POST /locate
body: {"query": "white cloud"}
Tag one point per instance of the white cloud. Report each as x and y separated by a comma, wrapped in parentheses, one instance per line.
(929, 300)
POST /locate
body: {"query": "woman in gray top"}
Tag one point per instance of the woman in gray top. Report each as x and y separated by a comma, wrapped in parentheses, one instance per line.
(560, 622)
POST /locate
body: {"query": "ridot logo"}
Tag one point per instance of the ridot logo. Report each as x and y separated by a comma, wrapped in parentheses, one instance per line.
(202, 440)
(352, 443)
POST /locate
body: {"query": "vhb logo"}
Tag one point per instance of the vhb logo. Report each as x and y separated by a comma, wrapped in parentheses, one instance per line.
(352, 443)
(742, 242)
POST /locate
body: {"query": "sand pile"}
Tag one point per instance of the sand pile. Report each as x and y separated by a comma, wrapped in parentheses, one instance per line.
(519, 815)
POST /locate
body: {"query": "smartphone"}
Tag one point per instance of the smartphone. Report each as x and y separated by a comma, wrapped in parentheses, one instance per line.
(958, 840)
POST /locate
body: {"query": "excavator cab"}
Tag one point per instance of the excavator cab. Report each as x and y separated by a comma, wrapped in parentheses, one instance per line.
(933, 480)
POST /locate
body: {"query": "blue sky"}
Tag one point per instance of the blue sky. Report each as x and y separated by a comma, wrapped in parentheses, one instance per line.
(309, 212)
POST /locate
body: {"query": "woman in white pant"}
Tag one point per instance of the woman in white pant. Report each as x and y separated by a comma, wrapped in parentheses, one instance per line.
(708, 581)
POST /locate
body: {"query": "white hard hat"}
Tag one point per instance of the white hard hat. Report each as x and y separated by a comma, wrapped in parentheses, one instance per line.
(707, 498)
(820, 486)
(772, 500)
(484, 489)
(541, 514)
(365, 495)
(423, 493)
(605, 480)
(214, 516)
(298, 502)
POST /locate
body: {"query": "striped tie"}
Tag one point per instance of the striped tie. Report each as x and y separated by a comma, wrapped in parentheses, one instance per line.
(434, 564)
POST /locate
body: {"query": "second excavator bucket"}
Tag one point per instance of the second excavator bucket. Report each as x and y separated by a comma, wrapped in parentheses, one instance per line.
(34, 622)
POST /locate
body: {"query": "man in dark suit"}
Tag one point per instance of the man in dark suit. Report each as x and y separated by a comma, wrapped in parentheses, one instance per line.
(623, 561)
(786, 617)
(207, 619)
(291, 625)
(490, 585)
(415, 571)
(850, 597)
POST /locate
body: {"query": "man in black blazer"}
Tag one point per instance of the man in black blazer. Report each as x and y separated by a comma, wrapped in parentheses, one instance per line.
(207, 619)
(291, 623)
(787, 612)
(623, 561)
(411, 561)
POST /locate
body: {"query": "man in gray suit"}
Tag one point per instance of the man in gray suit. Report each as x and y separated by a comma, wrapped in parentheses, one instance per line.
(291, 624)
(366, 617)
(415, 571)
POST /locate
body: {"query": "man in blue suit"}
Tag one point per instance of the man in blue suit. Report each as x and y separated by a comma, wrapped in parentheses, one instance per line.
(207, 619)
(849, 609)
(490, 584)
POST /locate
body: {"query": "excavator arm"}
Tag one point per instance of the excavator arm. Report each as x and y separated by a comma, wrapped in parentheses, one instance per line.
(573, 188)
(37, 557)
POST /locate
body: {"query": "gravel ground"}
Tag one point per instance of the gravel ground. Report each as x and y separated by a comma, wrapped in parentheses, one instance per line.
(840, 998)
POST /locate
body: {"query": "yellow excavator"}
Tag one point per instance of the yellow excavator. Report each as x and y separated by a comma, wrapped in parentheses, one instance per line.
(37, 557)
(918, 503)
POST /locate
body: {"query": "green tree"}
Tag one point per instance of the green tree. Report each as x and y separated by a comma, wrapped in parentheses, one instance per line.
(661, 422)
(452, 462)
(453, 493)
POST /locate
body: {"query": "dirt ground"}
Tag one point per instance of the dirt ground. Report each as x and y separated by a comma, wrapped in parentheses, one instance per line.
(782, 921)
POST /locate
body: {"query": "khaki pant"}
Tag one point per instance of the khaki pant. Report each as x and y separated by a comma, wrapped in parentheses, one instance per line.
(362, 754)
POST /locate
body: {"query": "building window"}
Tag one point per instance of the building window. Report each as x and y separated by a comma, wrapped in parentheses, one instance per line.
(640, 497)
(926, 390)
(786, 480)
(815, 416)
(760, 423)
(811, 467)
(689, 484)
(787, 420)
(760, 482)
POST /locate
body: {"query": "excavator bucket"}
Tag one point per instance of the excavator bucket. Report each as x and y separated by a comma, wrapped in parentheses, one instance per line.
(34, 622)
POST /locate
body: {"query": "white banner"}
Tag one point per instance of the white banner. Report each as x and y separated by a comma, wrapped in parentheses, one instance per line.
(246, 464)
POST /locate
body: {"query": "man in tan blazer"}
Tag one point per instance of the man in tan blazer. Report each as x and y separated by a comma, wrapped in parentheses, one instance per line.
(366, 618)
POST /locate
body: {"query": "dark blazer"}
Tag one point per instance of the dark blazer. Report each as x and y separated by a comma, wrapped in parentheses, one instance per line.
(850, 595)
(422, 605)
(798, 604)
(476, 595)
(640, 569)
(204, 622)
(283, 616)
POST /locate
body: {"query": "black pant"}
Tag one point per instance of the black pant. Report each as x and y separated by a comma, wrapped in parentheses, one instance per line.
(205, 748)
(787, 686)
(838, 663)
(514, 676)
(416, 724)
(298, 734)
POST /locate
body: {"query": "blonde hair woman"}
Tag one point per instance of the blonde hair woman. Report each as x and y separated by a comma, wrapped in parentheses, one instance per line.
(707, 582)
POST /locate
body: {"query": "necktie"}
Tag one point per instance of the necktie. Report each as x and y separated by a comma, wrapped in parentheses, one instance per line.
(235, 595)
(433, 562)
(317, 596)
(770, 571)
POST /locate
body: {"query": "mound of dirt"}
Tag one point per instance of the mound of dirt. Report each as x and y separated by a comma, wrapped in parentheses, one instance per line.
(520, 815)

+ + + + +

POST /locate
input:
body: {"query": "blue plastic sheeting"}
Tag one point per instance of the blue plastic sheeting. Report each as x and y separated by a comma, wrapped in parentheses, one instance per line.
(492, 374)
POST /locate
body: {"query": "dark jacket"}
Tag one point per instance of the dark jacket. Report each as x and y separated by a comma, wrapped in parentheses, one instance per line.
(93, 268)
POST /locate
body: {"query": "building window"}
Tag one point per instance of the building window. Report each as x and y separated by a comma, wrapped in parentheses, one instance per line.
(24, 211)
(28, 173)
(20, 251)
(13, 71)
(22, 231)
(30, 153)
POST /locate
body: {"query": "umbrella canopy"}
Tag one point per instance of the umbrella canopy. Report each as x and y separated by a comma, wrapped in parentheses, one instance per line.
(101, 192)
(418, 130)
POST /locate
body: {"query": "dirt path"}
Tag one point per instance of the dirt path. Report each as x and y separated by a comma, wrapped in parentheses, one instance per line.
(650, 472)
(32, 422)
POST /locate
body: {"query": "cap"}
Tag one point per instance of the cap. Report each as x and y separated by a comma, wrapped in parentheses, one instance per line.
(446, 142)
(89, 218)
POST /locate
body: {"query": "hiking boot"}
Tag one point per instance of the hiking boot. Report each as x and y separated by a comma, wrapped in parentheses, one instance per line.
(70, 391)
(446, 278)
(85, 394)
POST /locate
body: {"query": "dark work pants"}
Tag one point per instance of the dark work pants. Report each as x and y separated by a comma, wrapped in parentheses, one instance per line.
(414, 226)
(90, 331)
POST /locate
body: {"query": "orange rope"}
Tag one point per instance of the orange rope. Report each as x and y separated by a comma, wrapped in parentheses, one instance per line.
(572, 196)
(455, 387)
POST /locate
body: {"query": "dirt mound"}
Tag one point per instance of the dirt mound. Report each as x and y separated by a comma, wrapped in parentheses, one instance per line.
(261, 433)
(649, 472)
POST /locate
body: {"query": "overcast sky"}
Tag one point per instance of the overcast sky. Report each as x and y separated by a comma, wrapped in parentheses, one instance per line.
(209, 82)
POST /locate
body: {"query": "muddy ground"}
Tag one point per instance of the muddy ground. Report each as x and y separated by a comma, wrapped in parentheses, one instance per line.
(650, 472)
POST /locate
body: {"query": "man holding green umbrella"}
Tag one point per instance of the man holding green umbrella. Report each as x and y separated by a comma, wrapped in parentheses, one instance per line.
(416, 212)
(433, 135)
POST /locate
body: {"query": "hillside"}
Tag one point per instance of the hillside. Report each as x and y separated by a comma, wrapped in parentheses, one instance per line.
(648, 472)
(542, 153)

+ + + + +

* [Requirements] List every line of the records above that contains the string "rope". Case counts.

* [Solution below]
body: {"query": "orange rope"}
Tag one point per instance of the orange rope. Report each as x and y separated by a comma, wrapped in parentheses, one instance per line.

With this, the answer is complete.